§ Set exercise: All lines from the line containing "Where can you spot the dry" up to and including the last line of the listing below should be echoed exactly; no other lines belong in the response.

*** Record list ***

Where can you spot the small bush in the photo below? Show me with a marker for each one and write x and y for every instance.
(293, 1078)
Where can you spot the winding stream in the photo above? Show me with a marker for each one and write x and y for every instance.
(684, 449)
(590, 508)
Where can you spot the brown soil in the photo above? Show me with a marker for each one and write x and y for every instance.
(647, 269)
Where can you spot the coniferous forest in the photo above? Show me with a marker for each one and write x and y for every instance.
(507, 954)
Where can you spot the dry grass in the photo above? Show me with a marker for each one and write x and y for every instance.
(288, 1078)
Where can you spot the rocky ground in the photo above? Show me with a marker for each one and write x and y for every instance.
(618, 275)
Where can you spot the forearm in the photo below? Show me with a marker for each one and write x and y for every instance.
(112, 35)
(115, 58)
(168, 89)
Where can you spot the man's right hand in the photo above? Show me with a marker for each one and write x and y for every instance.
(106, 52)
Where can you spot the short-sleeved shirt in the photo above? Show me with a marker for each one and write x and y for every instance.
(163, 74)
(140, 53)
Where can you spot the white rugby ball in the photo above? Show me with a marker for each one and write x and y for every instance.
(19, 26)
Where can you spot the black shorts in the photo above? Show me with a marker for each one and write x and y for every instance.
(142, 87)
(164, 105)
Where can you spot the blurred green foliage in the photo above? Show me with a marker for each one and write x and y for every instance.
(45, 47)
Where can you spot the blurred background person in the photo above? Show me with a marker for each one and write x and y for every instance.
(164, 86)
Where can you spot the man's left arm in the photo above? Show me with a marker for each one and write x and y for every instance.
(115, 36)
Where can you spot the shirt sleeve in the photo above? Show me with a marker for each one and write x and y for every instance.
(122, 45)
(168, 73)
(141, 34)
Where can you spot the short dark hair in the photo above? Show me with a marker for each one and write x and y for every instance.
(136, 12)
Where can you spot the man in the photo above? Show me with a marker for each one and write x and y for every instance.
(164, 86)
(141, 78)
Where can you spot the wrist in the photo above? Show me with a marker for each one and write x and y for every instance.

***

§ Solution to the exercise:
Where can you spot the dry grass in the photo above? Show me with a marker for each one and write x and y for every instance.
(288, 1078)
Where can you spot the rocky ground in the photo above? Show me with a marker for each one and write x and y for every instance.
(618, 275)
Where can you spot the forearm in the photo below? Show me with a marker for each one and write x and y for every instance.
(112, 35)
(115, 58)
(168, 89)
Where can you spot the man's right hand in the photo above? Show me with a marker for each one and write x and y for every instance.
(106, 52)
Where can you spot the short-sleeved shirt in the photo above? Show me with a marker for each one and write x and y for every instance.
(163, 74)
(140, 53)
Where can you spot the white rugby ball in the photo above? Show me with a marker for each one and write x and y for every instance.
(19, 26)
Where can you spot the black shorts in the photo above? Show me with a marker for each one and write x and y for every instance.
(142, 87)
(164, 105)
Where can you spot the blurred green foliage in the photo above? Show me with a marker for each one and write x and y for every instance.
(45, 47)
Where can you spot the blurred background person in the photo above? Show me with a marker for each one and write x and y for every instance.
(164, 86)
Where can you spot the man's left arm in the photo above? Show me with a marker for each one and write x and y for every instance.
(115, 36)
Where can you spot the shirt sleeve in the photo above? Show me with a marker for each one and write x and y for every instance.
(122, 45)
(168, 73)
(141, 34)
Where can you spot the short dark hair in the photo above? Show me with a marker for each one and write x and y for every instance.
(136, 12)
Where can you spot the man in the photo above? Show me with a marker for each one and write x and y for every instance.
(164, 86)
(141, 78)
Where can you spot the wrist in the photo above? Show me with a marker for each one and write x and y for every instance.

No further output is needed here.